Complete the following:
A: In the Street Twin 900 review, how large is the 900's fuel tank?
B: From the Street Twin 900 review, quote the stretch that begins with the words "2016 Triumph Street Twin 900 Review, For" and ends with "rather pricier Scramblers.".
═══ Passage to read
2016 Triumph Street Twin 900 Review, For Peaceful Souls!

Until you know better, the all-new 2016 Triumph Street Twin 900 looks very like the 1200cc T120. But don’t be fooled. The 900 is 26kg lighter, 30mm shorter and 35mm lower at the seat. The fuel tank is 12 litres rather than 14.5, there’s only one disc, you get a solitary speedo and have to make do with five gears rather than six. In short, it’s the budget model, gunning for the same price point and emotional appeal as Kawasaki’s W800, Moto Guzzi’s V7 variants, and Ducati’s rather pricier Scramblers.
══════
═══ Data excerpt
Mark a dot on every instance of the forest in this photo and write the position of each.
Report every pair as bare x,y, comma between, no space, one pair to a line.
══════
Expected outputs:
A: 12 litres

B:
2016 Triumph Street Twin 900 Review, For Peaceful Souls!

Until you know better, the all-new 2016 Triumph Street Twin 900 looks very like the 1200cc T120. But don’t be fooled. The 900 is 26kg lighter, 30mm shorter and 35mm lower at the seat. The fuel tank is 12 litres rather than 14.5, there’s only one disc, you get a solitary speedo and have to make do with five gears rather than six. In short, it’s the budget model, gunning for the same price point and emotional appeal as Kawasaki’s W800, Moto Guzzi’s V7 variants, and Ducati’s rather pricier Scramblers.